→ Task description: Reproduce every row below word for word, leaving out the pictures.
◆ ◆ ◆
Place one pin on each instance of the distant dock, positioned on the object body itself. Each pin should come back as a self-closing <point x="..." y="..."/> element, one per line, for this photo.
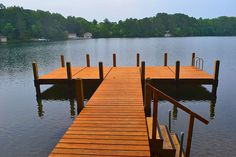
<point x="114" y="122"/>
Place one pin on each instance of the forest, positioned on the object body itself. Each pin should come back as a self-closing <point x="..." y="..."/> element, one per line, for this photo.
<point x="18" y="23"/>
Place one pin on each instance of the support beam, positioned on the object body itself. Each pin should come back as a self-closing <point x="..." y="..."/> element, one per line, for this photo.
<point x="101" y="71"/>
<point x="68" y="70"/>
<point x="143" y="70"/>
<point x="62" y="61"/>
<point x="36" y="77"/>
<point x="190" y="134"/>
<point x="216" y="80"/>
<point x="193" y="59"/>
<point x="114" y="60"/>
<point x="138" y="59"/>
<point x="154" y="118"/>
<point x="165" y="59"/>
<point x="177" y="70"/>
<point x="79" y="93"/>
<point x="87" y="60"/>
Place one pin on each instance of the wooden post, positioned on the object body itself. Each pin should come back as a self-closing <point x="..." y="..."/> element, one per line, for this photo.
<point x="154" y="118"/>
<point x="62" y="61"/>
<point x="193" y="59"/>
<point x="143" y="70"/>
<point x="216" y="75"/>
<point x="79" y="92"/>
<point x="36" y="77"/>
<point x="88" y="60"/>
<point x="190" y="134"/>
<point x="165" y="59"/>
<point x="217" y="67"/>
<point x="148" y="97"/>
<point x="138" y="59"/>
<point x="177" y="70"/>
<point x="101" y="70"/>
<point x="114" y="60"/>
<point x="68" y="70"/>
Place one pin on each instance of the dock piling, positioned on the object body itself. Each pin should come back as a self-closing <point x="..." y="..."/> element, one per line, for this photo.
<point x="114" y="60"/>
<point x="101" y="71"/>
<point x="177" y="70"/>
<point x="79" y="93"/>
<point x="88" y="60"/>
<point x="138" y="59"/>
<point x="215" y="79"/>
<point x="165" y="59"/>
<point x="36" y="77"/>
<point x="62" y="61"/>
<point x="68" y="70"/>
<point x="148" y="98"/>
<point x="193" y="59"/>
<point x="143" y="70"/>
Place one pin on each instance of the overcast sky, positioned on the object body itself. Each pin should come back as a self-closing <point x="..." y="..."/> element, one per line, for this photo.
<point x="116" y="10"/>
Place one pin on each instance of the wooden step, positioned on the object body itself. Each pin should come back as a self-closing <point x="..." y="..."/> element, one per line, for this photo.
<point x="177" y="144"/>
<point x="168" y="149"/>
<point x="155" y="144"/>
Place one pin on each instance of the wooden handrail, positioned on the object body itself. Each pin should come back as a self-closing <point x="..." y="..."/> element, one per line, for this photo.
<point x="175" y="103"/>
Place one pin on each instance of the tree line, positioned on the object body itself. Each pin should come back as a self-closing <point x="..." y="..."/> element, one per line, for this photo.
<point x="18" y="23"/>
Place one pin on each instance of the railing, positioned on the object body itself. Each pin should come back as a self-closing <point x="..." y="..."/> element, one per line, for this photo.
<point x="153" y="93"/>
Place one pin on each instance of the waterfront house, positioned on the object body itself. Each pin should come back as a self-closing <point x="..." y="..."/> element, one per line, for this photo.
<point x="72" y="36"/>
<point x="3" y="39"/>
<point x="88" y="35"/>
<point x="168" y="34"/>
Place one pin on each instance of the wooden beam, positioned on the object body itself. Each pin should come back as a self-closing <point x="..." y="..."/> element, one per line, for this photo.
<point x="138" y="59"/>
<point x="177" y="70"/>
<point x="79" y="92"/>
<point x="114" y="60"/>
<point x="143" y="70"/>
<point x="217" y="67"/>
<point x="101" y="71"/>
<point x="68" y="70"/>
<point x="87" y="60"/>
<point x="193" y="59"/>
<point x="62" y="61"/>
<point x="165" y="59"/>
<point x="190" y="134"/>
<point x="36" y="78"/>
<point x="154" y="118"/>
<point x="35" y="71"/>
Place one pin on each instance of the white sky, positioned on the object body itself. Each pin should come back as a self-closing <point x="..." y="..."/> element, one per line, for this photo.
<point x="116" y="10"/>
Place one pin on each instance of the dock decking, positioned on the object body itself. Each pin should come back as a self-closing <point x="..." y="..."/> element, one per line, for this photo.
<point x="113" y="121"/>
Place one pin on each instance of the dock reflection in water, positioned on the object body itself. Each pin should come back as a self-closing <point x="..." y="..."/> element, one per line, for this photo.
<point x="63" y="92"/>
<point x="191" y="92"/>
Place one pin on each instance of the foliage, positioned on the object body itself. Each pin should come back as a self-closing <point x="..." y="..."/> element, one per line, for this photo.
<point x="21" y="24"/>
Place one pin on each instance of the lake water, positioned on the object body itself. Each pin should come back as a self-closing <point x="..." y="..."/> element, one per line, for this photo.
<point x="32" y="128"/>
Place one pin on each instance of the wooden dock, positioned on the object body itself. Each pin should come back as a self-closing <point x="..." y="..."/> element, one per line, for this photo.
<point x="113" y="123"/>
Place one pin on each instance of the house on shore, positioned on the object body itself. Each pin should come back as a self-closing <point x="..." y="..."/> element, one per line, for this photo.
◆ ◆ ◆
→ Response:
Place one pin on each instance of the distant dock, positioned on the object body itself. Each pin should come back as a self-closing <point x="..." y="..."/> element, one per line, for this photo.
<point x="114" y="122"/>
Place one pin on each instance of the forest, positioned on the object body itself. Each pin should come back as a self-closing <point x="..." y="..."/> element, one per line, for this photo.
<point x="18" y="23"/>
Place one pin on each instance of the support beam, positioned on the object body itself. Each pin should come back as a self-closing <point x="..." y="..."/> element, one per line, for this photo.
<point x="101" y="71"/>
<point x="68" y="70"/>
<point x="143" y="70"/>
<point x="62" y="61"/>
<point x="36" y="77"/>
<point x="190" y="134"/>
<point x="216" y="80"/>
<point x="193" y="59"/>
<point x="114" y="60"/>
<point x="138" y="59"/>
<point x="154" y="118"/>
<point x="165" y="59"/>
<point x="177" y="70"/>
<point x="79" y="93"/>
<point x="87" y="60"/>
Place one pin on each instance of the wooden post, positioned on the object body itself. Each pin should come back as a self-closing <point x="..." y="..."/> element, one per line, for this photo.
<point x="154" y="118"/>
<point x="62" y="61"/>
<point x="193" y="59"/>
<point x="143" y="70"/>
<point x="216" y="75"/>
<point x="79" y="92"/>
<point x="36" y="77"/>
<point x="88" y="60"/>
<point x="190" y="134"/>
<point x="165" y="59"/>
<point x="217" y="67"/>
<point x="148" y="97"/>
<point x="138" y="59"/>
<point x="177" y="70"/>
<point x="101" y="70"/>
<point x="114" y="60"/>
<point x="68" y="70"/>
Place one pin on each instance of the dock piling, positioned on the object body itself. Each pin should come back as a self-closing <point x="..." y="..."/> element, one per line, for this photo.
<point x="114" y="60"/>
<point x="101" y="71"/>
<point x="177" y="70"/>
<point x="79" y="93"/>
<point x="88" y="60"/>
<point x="138" y="59"/>
<point x="215" y="79"/>
<point x="165" y="59"/>
<point x="36" y="77"/>
<point x="62" y="61"/>
<point x="68" y="70"/>
<point x="148" y="98"/>
<point x="193" y="59"/>
<point x="143" y="70"/>
Place one pin on each instance of the overcast sky, positioned on the object body itself. Each pin should come back as a self-closing <point x="..." y="..."/> element, one per line, for this photo.
<point x="116" y="10"/>
Place one pin on each instance of the wooden step, positioned on the object body itself. Each pin should come back as a self-closing <point x="..." y="..."/> element, one per line, for this photo.
<point x="177" y="144"/>
<point x="168" y="149"/>
<point x="155" y="144"/>
Place one pin on each instance of the wooden handrail, positioned on the object body itself. Each pin should come back as a self-closing <point x="..." y="..."/> element, one per line, for this photo.
<point x="175" y="103"/>
Place one pin on each instance of the tree line, positioned on the object body itself. Each pin should come back as a self-closing <point x="..." y="..."/> element, one per line, for this photo.
<point x="18" y="23"/>
Place one pin on each instance of the railing, positioned on the object body itself. Each pin should come back as a self-closing <point x="..." y="..."/> element, one per line, for this photo.
<point x="153" y="93"/>
Place one pin on each instance of the waterfront house, positioned on the object body itself. Each pin should come back as a self-closing <point x="..." y="..."/> element, one per line, for this photo.
<point x="72" y="36"/>
<point x="3" y="39"/>
<point x="88" y="35"/>
<point x="168" y="34"/>
Place one pin on each instance of the wooden beam, positioned on the object body itself. Each pin should come back as a self-closing <point x="..." y="..."/> element, one per line, for this photo.
<point x="138" y="59"/>
<point x="177" y="70"/>
<point x="79" y="92"/>
<point x="114" y="60"/>
<point x="143" y="70"/>
<point x="217" y="67"/>
<point x="101" y="71"/>
<point x="68" y="70"/>
<point x="87" y="60"/>
<point x="193" y="59"/>
<point x="62" y="61"/>
<point x="165" y="59"/>
<point x="190" y="134"/>
<point x="36" y="78"/>
<point x="154" y="118"/>
<point x="35" y="71"/>
Place one pin on each instance of the white sky, positioned on the object body itself. Each pin should come back as a self-closing <point x="..." y="..."/> element, one per line, for this photo.
<point x="116" y="10"/>
Place one pin on each instance of the dock decking, positioned on the object body itself. Each pin should come back as a self-closing <point x="..." y="..."/> element, one per line, for this photo.
<point x="113" y="121"/>
Place one pin on each instance of the dock reflection in water, positioned on the object body itself. Each pin should come back as a self-closing <point x="..." y="..."/> element, one per line, for this photo.
<point x="63" y="92"/>
<point x="191" y="92"/>
Place one pin on each instance of the foliage, positioned on the object body itself. Each pin should come back as a self-closing <point x="..." y="..."/> element, one per line, for this photo.
<point x="21" y="24"/>
Place one pin on each instance of the lake water, positioned on the object body itself. Each pin should come back as a self-closing <point x="..." y="..."/> element, one per line, for this photo.
<point x="32" y="128"/>
Place one pin on each instance of the wooden dock, positioned on the object body itself. Each pin should come back as a self-closing <point x="..." y="..."/> element, one per line, for this photo.
<point x="113" y="123"/>
Place one pin on each instance of the house on shore, positioned on the object body itself. Each pin should come back as a self-closing <point x="..." y="..."/> element, one per line, for this photo.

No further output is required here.